**Records from a dataset:**

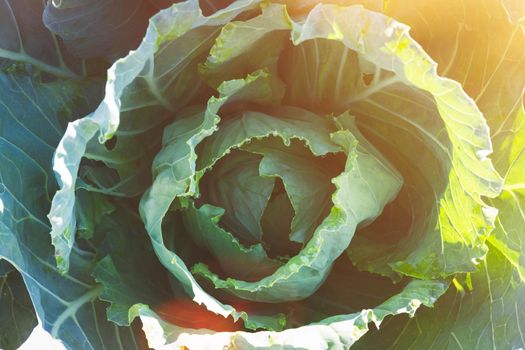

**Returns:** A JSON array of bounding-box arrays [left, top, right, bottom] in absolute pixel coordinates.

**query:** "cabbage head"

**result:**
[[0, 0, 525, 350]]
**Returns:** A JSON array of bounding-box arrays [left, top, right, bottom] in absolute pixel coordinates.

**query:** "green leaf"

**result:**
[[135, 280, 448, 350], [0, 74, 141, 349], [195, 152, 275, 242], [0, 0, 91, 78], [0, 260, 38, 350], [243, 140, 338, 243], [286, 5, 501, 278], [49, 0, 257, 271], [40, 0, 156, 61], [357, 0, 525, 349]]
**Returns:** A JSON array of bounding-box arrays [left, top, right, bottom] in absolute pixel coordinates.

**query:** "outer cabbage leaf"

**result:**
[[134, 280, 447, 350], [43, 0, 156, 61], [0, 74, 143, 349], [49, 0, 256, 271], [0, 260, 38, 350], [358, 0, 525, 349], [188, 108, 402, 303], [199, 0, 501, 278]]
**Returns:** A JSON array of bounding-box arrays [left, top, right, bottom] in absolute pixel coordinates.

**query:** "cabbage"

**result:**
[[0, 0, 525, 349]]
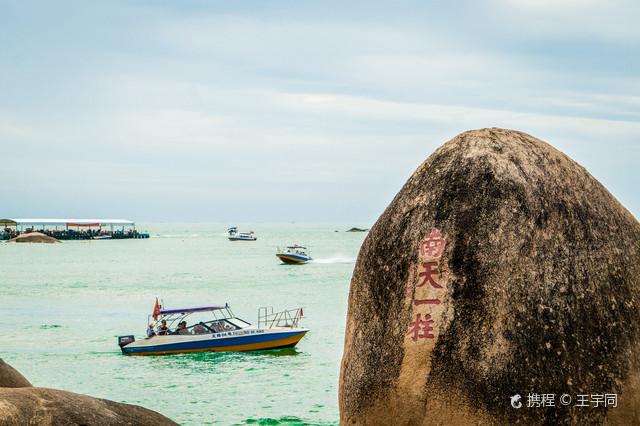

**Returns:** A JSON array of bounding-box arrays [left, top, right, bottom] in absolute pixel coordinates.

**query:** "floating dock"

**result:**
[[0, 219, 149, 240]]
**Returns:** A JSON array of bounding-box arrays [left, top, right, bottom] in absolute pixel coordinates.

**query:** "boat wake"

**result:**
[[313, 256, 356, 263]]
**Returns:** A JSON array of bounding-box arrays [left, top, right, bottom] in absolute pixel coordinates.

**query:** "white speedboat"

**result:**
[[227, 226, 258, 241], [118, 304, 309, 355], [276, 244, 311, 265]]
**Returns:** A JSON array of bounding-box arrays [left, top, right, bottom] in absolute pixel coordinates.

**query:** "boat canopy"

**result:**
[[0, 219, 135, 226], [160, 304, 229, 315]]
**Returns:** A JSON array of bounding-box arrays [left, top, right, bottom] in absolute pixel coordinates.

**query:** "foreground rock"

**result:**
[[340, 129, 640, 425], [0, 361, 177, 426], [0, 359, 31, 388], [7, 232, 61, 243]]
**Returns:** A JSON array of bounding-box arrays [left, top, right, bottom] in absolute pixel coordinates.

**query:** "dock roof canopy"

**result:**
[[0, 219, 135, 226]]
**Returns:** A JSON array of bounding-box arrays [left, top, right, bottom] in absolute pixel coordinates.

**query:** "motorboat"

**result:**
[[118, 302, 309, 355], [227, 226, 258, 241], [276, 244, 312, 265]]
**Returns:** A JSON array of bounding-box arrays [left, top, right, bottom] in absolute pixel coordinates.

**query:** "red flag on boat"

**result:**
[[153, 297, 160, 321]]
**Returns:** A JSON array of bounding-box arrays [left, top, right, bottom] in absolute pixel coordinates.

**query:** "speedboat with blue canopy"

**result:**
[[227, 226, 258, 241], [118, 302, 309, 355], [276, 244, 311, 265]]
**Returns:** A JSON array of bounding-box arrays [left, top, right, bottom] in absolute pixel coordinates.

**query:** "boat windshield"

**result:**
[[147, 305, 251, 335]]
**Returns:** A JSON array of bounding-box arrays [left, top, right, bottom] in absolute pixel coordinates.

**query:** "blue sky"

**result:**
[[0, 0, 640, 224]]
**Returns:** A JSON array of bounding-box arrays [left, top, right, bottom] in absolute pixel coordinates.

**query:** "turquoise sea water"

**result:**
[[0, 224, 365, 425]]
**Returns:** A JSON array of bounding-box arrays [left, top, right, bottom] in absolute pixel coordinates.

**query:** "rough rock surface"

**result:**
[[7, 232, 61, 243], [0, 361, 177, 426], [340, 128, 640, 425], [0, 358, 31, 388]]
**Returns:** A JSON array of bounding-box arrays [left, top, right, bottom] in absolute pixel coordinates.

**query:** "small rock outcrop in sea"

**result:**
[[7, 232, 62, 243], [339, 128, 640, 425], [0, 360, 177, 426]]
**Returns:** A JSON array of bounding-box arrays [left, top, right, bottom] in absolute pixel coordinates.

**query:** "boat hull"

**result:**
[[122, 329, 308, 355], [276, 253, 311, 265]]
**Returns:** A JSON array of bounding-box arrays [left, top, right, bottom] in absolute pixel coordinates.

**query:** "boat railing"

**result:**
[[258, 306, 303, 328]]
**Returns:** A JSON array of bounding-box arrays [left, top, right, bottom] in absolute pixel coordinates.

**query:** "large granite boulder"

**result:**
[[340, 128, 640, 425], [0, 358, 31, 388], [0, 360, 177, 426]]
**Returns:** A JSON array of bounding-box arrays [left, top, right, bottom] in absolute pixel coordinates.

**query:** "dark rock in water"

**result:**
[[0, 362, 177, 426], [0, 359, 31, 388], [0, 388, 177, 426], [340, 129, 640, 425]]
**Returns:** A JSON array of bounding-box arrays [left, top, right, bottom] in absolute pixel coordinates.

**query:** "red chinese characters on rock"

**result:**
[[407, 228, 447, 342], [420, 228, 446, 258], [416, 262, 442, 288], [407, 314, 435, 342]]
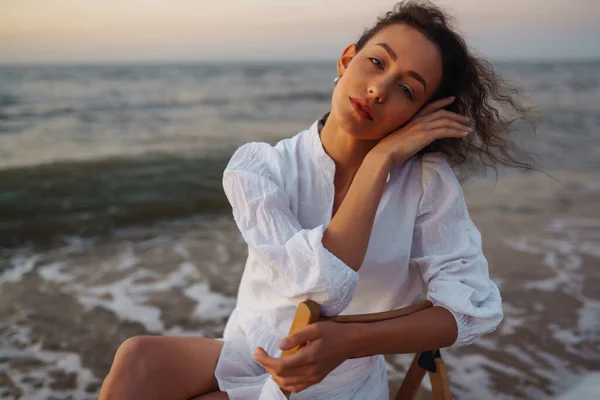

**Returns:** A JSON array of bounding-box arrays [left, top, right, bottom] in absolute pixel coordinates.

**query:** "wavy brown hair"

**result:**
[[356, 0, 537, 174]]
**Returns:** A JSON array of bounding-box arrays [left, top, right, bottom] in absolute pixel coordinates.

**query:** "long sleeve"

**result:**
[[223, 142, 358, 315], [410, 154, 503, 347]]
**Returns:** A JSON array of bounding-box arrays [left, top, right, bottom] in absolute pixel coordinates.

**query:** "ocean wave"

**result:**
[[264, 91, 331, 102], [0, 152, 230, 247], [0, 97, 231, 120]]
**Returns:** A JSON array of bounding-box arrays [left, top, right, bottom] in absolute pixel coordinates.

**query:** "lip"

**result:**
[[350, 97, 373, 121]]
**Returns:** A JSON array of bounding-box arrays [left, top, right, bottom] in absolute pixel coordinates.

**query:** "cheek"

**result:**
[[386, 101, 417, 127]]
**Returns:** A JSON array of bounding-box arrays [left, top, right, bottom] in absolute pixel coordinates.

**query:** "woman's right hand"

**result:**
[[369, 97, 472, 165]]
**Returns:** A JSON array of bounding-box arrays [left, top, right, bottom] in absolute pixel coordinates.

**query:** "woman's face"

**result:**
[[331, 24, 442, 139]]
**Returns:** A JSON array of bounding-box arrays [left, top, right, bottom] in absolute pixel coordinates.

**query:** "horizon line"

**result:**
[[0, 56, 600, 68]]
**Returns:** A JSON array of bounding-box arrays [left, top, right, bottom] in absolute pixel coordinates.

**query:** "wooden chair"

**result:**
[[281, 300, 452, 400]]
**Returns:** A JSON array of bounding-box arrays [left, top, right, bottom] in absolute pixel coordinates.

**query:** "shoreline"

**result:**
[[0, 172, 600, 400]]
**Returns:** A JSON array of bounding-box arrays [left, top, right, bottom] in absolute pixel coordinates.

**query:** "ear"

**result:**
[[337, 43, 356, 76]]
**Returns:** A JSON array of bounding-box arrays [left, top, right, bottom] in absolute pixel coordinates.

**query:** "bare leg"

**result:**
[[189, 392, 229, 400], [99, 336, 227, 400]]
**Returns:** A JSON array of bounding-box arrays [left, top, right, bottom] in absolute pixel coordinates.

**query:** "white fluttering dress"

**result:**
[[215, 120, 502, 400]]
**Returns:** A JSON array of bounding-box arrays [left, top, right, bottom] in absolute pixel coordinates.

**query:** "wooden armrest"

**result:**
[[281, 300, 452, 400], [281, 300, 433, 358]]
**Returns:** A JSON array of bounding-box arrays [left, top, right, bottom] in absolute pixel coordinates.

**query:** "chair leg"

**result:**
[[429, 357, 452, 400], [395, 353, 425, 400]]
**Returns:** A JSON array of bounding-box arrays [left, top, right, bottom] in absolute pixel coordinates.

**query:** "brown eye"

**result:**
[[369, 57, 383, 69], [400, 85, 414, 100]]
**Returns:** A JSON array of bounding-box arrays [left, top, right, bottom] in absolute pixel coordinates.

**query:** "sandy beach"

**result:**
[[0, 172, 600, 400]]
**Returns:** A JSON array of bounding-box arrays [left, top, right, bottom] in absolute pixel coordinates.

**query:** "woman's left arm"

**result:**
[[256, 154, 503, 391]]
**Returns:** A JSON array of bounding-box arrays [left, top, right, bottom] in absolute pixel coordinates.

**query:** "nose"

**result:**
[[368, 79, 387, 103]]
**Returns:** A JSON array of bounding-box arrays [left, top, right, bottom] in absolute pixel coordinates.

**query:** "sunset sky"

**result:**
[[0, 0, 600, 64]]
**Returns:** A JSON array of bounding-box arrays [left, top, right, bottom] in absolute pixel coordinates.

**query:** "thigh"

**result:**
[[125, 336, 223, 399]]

**REQUIREMENT:** Write out the material above, from its first line up to and including the line that contains "[[313, 256, 356, 263]]". Leave the pictures out.

**RESULT FOR THIS EXERCISE:**
**Returns:** A JSON array of bounding-box arrays [left, top, right, bottom] in absolute pixel coordinates.

**query:** "cabbage head"

**result:**
[[0, 0, 525, 350]]
**Returns:** A JSON array of bounding-box arrays [left, top, right, bottom] in absolute pixel coordinates.

**query:** "green leaf"

**result:**
[[135, 280, 448, 350], [0, 74, 141, 349], [195, 152, 275, 242], [0, 0, 91, 78], [0, 260, 38, 350], [243, 140, 338, 243], [286, 5, 501, 278], [49, 0, 257, 271], [40, 0, 156, 61], [357, 0, 525, 349]]
**Returns:** A JSON array of bounding-box arrays [left, top, right, bottom] in absolute pixel coordinates.

**query:** "outer cabbage leaf"

**result:**
[[134, 280, 447, 350], [43, 0, 156, 61], [0, 74, 143, 349], [49, 0, 256, 271], [0, 260, 38, 350], [358, 0, 525, 349], [188, 108, 402, 303], [199, 0, 501, 278]]
**Returns:** A JSON array of bounding-box arrays [left, top, right, bottom] in absolute pixel coordinates.

**query:** "cabbage"

**result:**
[[0, 0, 525, 349]]

**Returns:** A JSON array of bounding-box arrays [left, top, right, bottom] in absolute pixel coordinates.

**query:** "floating dock"

**result:**
[[0, 219, 149, 240]]
**Returns:** A JSON array of bounding-box arrays [left, top, right, bottom] in absolute pixel coordinates.

**query:** "boat wake"

**result:**
[[313, 256, 356, 263]]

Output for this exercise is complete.